Excerpts from a dataset
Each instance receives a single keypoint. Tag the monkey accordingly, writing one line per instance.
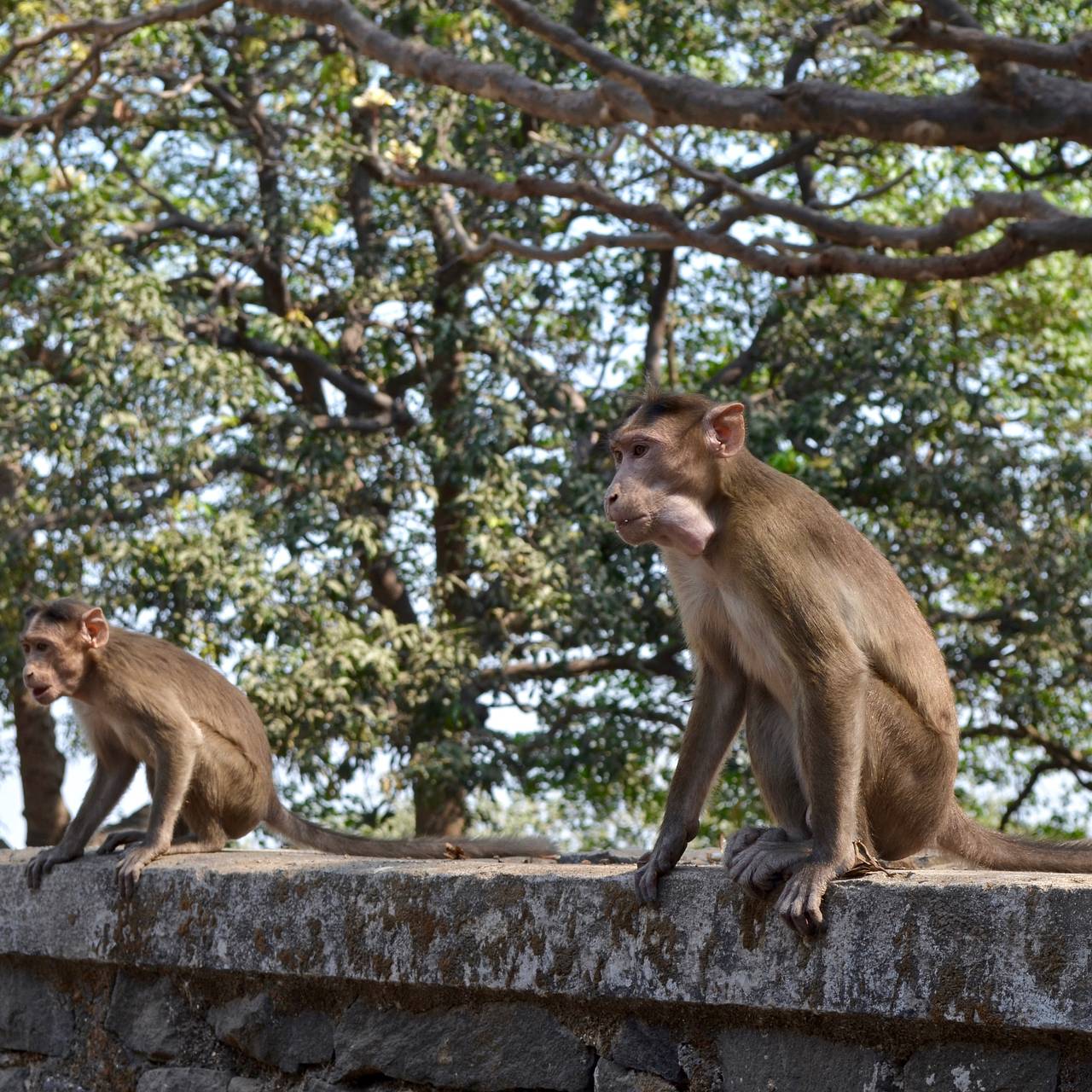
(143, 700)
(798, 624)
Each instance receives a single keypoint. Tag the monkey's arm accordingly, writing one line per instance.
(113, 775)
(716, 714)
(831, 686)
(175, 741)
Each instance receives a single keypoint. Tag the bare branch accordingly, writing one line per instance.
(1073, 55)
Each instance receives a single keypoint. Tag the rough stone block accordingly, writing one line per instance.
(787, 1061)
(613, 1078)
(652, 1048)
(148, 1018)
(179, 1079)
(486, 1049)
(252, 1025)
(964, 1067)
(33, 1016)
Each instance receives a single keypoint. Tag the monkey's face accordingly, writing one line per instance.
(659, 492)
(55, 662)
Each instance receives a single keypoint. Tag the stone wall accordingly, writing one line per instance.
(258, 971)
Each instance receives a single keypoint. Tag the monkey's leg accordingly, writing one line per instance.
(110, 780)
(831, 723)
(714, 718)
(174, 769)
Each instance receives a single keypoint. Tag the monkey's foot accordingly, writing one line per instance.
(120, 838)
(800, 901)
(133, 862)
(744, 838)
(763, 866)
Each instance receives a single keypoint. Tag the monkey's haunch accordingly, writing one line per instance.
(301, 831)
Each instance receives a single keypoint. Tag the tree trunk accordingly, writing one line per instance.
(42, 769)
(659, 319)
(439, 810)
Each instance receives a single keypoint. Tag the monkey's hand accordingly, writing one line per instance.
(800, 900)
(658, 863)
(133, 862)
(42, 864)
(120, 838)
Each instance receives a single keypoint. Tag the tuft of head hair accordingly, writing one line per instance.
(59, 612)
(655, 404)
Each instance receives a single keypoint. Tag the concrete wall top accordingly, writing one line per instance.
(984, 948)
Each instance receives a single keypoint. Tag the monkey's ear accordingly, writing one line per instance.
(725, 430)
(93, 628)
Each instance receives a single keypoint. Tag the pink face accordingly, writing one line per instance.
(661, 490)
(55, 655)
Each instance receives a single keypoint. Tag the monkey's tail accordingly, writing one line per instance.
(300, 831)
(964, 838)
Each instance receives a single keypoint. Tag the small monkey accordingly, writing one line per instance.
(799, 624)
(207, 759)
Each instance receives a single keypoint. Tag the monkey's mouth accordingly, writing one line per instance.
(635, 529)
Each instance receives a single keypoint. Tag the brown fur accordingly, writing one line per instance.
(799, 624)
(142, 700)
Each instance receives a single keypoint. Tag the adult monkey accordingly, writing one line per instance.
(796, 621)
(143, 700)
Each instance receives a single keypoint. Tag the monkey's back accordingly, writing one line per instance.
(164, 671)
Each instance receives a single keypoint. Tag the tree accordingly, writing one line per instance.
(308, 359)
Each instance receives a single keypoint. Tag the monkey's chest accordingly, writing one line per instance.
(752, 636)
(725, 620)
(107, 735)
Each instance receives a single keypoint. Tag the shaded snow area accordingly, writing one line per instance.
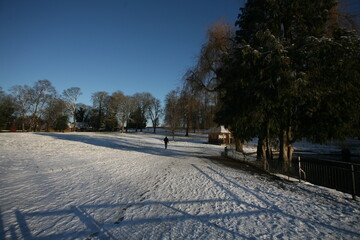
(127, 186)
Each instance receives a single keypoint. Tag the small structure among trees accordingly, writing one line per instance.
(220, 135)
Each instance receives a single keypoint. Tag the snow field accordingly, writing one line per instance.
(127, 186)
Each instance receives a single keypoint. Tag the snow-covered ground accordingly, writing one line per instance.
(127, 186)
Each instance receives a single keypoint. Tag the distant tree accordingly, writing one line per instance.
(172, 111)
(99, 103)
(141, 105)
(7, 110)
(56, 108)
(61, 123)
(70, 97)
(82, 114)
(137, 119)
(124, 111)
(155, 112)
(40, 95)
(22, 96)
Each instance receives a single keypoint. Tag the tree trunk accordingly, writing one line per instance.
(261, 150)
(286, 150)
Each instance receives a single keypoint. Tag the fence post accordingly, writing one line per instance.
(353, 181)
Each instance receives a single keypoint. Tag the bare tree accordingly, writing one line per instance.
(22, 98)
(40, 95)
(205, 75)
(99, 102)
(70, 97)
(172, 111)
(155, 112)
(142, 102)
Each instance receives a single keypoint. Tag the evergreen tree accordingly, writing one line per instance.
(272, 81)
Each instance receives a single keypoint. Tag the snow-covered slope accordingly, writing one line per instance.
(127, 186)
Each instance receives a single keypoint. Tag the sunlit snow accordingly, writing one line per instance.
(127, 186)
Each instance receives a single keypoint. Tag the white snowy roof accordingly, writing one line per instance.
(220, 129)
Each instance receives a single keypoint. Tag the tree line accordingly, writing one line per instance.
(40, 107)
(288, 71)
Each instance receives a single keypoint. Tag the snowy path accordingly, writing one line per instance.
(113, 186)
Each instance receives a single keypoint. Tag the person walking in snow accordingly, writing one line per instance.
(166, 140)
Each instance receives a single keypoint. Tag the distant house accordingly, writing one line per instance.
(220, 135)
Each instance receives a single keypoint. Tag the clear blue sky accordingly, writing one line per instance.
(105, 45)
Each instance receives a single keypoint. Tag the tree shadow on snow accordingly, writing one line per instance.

◆ Exercise objective:
Please copy the line holding "Each instance receives a single keypoint. Tag the clear" and all lines after it to the end of the records, exactly, and nothing else.

◆ Answer box:
Each instance receives a single keypoint. Tag the clear blue sky accordingly, writing one line per instance.
(105, 45)
Each instance receives a single keypoint. Tag the tree shadow on snow accordingly, writing one line per instance.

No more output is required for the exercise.